▶ EXERCISE PROMPT
Print every line of the listing exactly, please.
========
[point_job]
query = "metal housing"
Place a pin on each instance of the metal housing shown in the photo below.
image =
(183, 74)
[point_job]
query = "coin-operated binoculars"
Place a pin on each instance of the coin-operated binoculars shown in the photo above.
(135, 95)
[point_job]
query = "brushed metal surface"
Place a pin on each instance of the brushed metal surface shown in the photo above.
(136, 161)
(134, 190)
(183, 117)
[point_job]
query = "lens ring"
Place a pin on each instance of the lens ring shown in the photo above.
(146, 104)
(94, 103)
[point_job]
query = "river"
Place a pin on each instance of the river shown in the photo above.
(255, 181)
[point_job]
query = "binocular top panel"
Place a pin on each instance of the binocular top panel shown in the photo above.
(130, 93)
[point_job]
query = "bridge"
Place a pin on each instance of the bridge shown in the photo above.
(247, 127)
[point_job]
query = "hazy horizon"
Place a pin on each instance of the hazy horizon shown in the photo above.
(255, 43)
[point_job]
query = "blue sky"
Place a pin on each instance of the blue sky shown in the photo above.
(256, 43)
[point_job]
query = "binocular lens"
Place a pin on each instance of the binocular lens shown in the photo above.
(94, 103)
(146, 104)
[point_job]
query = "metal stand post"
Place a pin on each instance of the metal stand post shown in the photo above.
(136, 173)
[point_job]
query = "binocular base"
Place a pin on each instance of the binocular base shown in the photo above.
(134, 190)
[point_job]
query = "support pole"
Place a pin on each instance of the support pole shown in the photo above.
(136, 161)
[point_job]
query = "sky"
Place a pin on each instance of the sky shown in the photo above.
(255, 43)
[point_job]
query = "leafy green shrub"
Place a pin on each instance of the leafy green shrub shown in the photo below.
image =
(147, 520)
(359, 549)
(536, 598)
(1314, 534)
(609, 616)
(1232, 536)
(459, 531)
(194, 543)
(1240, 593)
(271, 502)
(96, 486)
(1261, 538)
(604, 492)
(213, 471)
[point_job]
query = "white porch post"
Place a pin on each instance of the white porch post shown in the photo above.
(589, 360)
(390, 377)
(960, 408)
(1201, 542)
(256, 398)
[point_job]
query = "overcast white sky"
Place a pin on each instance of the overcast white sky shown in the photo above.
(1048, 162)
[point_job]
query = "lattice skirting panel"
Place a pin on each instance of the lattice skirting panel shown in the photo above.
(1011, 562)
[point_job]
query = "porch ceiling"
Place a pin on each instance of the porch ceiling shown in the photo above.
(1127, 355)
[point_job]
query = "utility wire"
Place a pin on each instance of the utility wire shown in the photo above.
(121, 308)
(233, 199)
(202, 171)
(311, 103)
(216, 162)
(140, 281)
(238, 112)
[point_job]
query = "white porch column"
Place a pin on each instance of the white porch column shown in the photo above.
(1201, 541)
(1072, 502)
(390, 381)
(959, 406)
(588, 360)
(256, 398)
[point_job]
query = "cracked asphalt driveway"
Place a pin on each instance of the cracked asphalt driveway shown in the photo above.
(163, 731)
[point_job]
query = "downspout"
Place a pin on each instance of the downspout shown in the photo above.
========
▶ RESPONSE TO THE EXERCISE
[point_job]
query = "metal housing"
Place a pin on each instance of the metal housing shown in the photo below.
image =
(183, 74)
[point_job]
query = "coin-operated binoculars"
Place a pin on each instance of the coin-operated binoculars shown in the photo above.
(135, 95)
[point_job]
query = "brushed metal surface"
Place a pin on each instance of the brushed metal surface shown in the photo above.
(136, 161)
(134, 190)
(183, 117)
[point_job]
query = "lens ring"
Place a pin on each instance of the lens ring shown in the photo above.
(146, 104)
(94, 103)
[point_job]
query = "river"
Place a pin on each instance of the river shown in the photo above.
(255, 181)
[point_job]
query = "binocular top panel"
Place a pin on each instance of the binocular top panel shown in the photo above.
(130, 93)
[point_job]
query = "bridge"
Place a pin on each instance of the bridge shown in the photo above.
(247, 127)
[point_job]
query = "hazy horizon"
Place a pin on each instance of the hazy horizon shown in the photo above.
(255, 43)
[point_job]
query = "blue sky"
Place a pin on each instance of the blue sky shown in the photo above.
(256, 43)
[point_job]
query = "binocular lens"
Place a pin on each instance of the binocular lens shown in the photo above.
(94, 103)
(146, 104)
[point_job]
query = "metal stand post"
Place a pin on each instance of the metal stand post shown in the photo above.
(136, 173)
[point_job]
query = "binocular base"
Place a pin on each instance of the binocular base shown in the photo above.
(134, 190)
[point_job]
query = "support pole"
Place a pin on each instance of the support pole shown in the photo above.
(136, 161)
[point_job]
query = "sky"
Place a pin on each instance of the sky shown in the photo above.
(255, 43)
[point_job]
query = "leafy green shrub"
Place a pin on each instance of the leafy green shrub shown in the photo below.
image =
(147, 520)
(359, 549)
(536, 598)
(1314, 534)
(609, 616)
(1232, 536)
(459, 531)
(194, 543)
(1240, 593)
(271, 502)
(96, 486)
(1261, 538)
(604, 492)
(213, 471)
[point_job]
query = "white porch post"
Place a pin on each instance of the white porch post shown in the photo above.
(589, 360)
(390, 377)
(960, 408)
(1201, 542)
(256, 398)
[point_job]
query = "overcast white sky"
Place a pin on each instance of the overcast white sky shown in the photo above.
(1048, 162)
[point_job]
query = "lattice skirting panel"
Place a pin on each instance of the lattice skirting panel shown in the photo above.
(1011, 562)
[point_job]
query = "porch ceiling"
Place a pin on each instance of the porch ceiling shown in the photo above.
(1127, 355)
[point_job]
query = "utility wire"
Place a pin on each instance of the utility wire shown in the photo above.
(121, 308)
(233, 199)
(202, 171)
(311, 103)
(216, 162)
(140, 281)
(238, 112)
[point_job]
query = "white porch column"
Place a pin on each instance of the white porch column shown in the photo above.
(1201, 541)
(1072, 502)
(390, 381)
(959, 406)
(588, 360)
(256, 398)
[point_job]
query = "cracked asphalt driveway"
Place a pin on each instance of the cracked asphalt driveway shown in the photo above.
(163, 731)
[point_job]
query = "downspout"
Place a pin on each instance of the downspout shown in the photo above.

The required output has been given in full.